### Instructions to follow
Write the data out again in full, with no departure from the original.

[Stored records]
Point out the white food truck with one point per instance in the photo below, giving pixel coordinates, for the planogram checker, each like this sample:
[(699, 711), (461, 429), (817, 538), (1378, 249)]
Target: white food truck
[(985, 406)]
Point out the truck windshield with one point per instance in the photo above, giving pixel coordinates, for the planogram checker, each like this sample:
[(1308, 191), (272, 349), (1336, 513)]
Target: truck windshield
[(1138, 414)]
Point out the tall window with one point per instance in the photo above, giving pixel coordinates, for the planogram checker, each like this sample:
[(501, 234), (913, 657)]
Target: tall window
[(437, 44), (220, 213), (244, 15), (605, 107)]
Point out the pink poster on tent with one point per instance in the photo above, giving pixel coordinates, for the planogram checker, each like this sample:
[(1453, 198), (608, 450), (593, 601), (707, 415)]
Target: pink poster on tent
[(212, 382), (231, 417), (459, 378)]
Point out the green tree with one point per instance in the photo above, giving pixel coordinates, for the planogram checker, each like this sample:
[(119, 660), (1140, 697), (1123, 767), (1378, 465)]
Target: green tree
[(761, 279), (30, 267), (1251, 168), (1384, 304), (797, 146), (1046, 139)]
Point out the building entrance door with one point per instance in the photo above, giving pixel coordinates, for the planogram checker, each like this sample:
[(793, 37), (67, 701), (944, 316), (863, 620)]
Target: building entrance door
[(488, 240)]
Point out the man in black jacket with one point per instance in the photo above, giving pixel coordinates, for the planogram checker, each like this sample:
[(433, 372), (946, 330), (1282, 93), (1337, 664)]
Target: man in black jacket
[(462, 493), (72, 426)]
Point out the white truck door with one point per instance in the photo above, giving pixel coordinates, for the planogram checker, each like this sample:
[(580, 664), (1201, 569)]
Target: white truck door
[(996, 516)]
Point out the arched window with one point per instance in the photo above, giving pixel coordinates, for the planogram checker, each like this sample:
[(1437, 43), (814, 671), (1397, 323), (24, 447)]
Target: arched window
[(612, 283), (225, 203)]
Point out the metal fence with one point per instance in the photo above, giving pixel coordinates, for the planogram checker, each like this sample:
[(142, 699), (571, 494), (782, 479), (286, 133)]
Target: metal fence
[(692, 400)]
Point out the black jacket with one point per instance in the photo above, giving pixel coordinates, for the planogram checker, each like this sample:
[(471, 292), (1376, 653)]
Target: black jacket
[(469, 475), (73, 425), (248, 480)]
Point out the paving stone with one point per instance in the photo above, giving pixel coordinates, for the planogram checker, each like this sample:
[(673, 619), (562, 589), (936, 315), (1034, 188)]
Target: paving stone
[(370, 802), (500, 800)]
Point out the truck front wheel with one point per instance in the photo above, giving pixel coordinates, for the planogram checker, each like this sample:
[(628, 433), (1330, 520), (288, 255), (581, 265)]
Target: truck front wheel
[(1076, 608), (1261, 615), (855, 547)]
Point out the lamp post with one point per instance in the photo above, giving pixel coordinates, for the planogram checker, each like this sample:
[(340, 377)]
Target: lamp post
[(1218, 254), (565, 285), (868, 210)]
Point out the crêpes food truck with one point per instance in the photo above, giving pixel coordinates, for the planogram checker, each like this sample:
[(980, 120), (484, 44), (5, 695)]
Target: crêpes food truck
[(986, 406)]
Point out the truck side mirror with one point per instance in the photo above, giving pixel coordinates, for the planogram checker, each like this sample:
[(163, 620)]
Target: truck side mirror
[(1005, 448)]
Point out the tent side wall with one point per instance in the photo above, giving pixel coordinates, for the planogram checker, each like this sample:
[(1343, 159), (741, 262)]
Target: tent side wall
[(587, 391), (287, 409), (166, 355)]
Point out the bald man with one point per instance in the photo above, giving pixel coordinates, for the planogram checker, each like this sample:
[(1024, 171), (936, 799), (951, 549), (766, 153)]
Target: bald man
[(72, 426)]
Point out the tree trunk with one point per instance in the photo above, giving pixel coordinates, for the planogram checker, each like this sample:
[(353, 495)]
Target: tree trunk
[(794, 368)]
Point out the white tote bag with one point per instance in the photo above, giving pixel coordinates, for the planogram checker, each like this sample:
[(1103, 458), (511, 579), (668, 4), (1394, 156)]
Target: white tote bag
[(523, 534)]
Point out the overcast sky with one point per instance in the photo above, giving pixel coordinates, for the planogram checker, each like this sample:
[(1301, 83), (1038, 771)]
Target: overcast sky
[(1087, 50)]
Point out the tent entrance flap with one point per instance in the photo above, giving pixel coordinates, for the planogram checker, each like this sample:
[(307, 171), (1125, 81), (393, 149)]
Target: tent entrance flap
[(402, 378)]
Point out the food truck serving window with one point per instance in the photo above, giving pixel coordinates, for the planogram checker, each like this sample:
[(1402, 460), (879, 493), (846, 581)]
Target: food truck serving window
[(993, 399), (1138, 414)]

### Task response
Point out the white food truck with one point per instance in the photo below, giving pixel coordinates, for the planogram checker, each like this sample:
[(699, 711), (461, 429), (817, 538), (1378, 249)]
Target: white food truck
[(985, 406)]
Point out the truck windshield with one point per instance in the photo above, giving pixel coordinates, for the planogram checker, each like this sample:
[(1308, 191), (272, 349), (1336, 513)]
Target: truck windshield
[(1138, 414)]
Point out the tall window with one point per instance in the photo above, giving pixel coordinates, for the planogram checker, each like this sample:
[(501, 234), (913, 657)]
Target: tall window
[(437, 44), (220, 213), (244, 15), (605, 107)]
Point out the pink poster on tent with one point per instance in the photo above, giving pixel coordinates, for the planogram checker, each like this sample:
[(1453, 198), (608, 450), (593, 601), (707, 415)]
Target: pink poster on tent
[(212, 382), (231, 417), (459, 378)]
Point out the green tree with one point per instance in the photo above, giving pixel coordinates, for the planogram checker, each like this sample:
[(119, 660), (1140, 697), (1123, 767), (1378, 465)]
Target: green tree
[(761, 279), (30, 267), (1251, 168), (1384, 304), (797, 146), (1046, 139)]
Point out the building entrance door with one point per instance in the photo above, giving pixel coordinates, for the planogram checker, each like this sample:
[(793, 37), (67, 701), (944, 316), (863, 620)]
Target: building entrance door
[(488, 240)]
Point out the man in black jacket with one point per instance in the photo above, giving pixel coordinates, for the planogram checker, each like this sample:
[(433, 372), (946, 330), (1282, 93), (1337, 664)]
Target: man in black jacket
[(462, 493), (72, 426)]
Point out the white truck door with one point per instance in the photo above, giving pixel coordinates, for the planogram checker, each like this sample:
[(580, 664), (1201, 569)]
Target: white truck door
[(996, 516)]
Point out the arched window with one point per instance in the photo above, giving pixel coordinates, for the planogram checker, each like this sample:
[(1437, 43), (814, 671), (1397, 323), (24, 447)]
Target: arched window
[(612, 283), (225, 203)]
Point out the metal fence with one point per instance in the photo above, giving pixel coordinates, for the planogram checker, each like this sample:
[(142, 699), (571, 494), (782, 479), (286, 133)]
Target: metal fence
[(692, 400)]
Point out the black jacket with one point per instance in the photo above, giving pixel coordinates, for the planogram checker, each like this sample:
[(471, 292), (1376, 653)]
Target: black jacket
[(469, 475), (73, 425), (248, 480)]
Point out the paving stone with one point per instance in the photo above, giving pixel coordinates, for the planogram checker, each like this sample:
[(673, 619), (562, 589), (936, 315), (1034, 188)]
Target: paving stone
[(370, 802), (500, 800)]
Point out the truck front wheel with one point per instance in the photo above, giving pixel coordinates, for the planogram checker, each like this sample:
[(628, 433), (1330, 520), (288, 255), (581, 265)]
Target: truck front wheel
[(1076, 608), (1261, 615), (855, 547)]
Point out the lamp post with one point per instance in the photo above, giving pixel coordinates, for the planogram checker, each like this sample:
[(340, 377)]
Target: lamp post
[(1218, 254), (565, 285), (868, 210)]
Point out the crêpes food truck with one point per instance in the photo above, giving pixel coordinates, for the planogram checker, each like this sample:
[(980, 120), (484, 44), (5, 695)]
Target: crêpes food truck
[(986, 406)]
Point out the truck side mirror with one point per instance in the photo above, giving pixel coordinates, for the planogram checker, each like this sample:
[(163, 620)]
Target: truck side mirror
[(1005, 448)]
Point out the tent side wall with one point per instance in the photo above, giving pixel coordinates, for the planogram checker, each like this sample:
[(1343, 159), (741, 262)]
Target: tent side wall
[(587, 391), (287, 409), (166, 355)]
Point out the bald man with one point per instance in the photo above, giving pixel coordinates, for the planogram checker, each like this sample:
[(1024, 171), (936, 799), (951, 549), (766, 153)]
Target: bald man
[(72, 426)]
Point out the tree trunk with one point per instance in the photo above, giving pixel coordinates, for the planogram checker, each like this sample:
[(353, 495)]
Target: tree trunk
[(794, 368)]
Point out the white tote bag with one point per instance in the photo above, giving pixel coordinates, for the planogram checker, each like this sample:
[(1103, 458), (511, 579), (668, 4), (1394, 156)]
Target: white tote bag
[(523, 534)]
Point out the overcast sky with one point per instance in the photo above, giving pixel coordinates, for the planogram checker, each like this sample:
[(1301, 83), (1038, 771)]
Target: overcast sky
[(1087, 50)]
Point out the tent entrance flap with one point per instance in the photo above, giving pixel coordinates, for the planogram checker, each like this sample:
[(307, 171), (1125, 81), (393, 149)]
Target: tent entrance flap
[(402, 378)]
Point out the food truck serving window with one point per instance in the photo above, giving pixel coordinates, for the planogram checker, each like this sample:
[(1402, 460), (879, 493), (846, 581)]
Target: food truck serving window
[(993, 399), (1138, 414)]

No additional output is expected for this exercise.